[Document excerpt]

%%

It’s about Bam time!
Workers finally kicked off the makeover of a long-shuttered Fort Greene park near the Brooklyn Academy of Music on Oct. 18, and visitors will officially be allowed in — unlike those who illegally snuck into the green space this June when director Spike Lee left it unlocked and accessible after filming there — as soon as next summer, according to the head of the group overseeing the job.
“This project will deliver much-needed green space for residents, workers, and visitors in Downtown Brooklyn as it develops into a true mixed-use neighborhood,” said Regina Myer, the leader of quasi-governmental business-boosting organization the Downtown Brooklyn Partnership.
The city locked the gates to the triangular Bam Park bounded by Lafayette Avenue and Fulton and St. Felix streets more than 13 years ago due to unstable ground, which environmentalists later found filled with contaminated soil containing dangerous amounts of arsenic, mercury, lead, and pesticides left behind from tenement buildings that once stood on the site, according to a 2012 study.

%%

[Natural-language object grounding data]
%%

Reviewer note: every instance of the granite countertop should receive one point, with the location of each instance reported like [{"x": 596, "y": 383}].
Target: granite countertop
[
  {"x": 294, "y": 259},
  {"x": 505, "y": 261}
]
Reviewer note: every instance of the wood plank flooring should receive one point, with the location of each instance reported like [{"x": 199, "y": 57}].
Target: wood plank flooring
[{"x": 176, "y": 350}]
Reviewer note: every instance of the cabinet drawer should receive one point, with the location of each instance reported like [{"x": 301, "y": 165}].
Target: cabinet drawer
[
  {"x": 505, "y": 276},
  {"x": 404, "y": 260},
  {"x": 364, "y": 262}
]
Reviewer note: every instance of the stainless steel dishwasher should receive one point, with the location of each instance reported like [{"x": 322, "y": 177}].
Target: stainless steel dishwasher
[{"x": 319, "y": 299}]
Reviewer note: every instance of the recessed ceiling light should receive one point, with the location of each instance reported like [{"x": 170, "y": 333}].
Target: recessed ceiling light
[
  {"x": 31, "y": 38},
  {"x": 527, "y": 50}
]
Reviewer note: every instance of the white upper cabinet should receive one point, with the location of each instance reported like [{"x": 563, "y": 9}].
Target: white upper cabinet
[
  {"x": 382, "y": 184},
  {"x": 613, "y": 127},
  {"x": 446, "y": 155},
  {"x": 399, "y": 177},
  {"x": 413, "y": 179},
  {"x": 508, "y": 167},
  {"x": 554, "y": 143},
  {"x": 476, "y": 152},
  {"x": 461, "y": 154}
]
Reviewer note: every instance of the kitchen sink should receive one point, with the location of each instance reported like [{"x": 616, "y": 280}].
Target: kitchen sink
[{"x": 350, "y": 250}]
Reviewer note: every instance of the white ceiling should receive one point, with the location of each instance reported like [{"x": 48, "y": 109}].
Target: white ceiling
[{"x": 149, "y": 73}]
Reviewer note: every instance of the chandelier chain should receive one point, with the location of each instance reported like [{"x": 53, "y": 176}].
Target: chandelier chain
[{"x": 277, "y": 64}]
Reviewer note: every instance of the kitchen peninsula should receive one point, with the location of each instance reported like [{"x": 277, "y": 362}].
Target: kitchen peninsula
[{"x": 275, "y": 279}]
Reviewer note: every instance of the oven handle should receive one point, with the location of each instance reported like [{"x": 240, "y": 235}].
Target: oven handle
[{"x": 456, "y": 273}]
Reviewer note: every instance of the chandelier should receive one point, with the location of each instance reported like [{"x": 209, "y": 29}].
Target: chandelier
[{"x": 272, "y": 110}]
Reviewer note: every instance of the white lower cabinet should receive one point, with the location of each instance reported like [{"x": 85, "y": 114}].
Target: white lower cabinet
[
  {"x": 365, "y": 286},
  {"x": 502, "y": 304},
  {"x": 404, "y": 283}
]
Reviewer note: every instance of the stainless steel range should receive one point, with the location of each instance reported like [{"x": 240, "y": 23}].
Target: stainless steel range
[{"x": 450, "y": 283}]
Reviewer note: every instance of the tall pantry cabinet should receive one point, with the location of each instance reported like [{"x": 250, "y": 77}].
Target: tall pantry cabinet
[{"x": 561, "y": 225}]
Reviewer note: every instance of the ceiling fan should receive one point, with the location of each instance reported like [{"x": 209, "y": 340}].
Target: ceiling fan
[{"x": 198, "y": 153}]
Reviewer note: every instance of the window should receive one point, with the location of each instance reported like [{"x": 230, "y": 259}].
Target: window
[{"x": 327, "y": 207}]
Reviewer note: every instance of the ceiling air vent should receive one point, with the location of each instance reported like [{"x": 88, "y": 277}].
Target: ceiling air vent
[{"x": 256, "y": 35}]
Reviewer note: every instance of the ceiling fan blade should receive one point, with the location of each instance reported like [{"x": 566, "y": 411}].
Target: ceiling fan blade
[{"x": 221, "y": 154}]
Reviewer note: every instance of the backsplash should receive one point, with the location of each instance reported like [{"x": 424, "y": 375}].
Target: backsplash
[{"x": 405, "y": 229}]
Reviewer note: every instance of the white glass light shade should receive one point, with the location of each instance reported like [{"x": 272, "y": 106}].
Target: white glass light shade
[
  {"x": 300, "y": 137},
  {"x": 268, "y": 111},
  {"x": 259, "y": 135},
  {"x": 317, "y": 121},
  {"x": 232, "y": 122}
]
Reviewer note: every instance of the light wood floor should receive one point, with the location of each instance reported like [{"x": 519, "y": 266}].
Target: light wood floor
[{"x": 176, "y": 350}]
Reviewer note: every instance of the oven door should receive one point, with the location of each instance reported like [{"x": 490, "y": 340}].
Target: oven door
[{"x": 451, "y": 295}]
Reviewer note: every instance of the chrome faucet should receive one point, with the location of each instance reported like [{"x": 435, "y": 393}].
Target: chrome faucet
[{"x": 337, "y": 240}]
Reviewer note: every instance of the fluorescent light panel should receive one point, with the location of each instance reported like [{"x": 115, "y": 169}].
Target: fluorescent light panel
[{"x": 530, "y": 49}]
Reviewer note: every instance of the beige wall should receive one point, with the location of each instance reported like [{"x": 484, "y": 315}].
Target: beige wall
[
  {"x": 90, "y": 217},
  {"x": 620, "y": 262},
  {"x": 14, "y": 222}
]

%%

[Assignment 1] According to the Bam Park article, on what date did workers begin the park's makeover?
[Assignment 2] Name every contaminant that the Bam Park article says was found in the site's soil.
[Assignment 3] Retype the passage of the Bam Park article between "The city locked" and "a 2012 study.", inclusive.
The listing comes from a different source than the Bam Park article.

[Answer section 1] Oct. 18

[Answer section 2] Arsenic, mercury, lead, and pesticides

[Answer section 3]
The city locked the gates to the triangular Bam Park bounded by Lafayette Avenue and Fulton and St. Felix streets more than 13 years ago due to unstable ground, which environmentalists later found filled with contaminated soil containing dangerous amounts of arsenic, mercury, lead, and pesticides left behind from tenement buildings that once stood on the site, according to a 2012 study.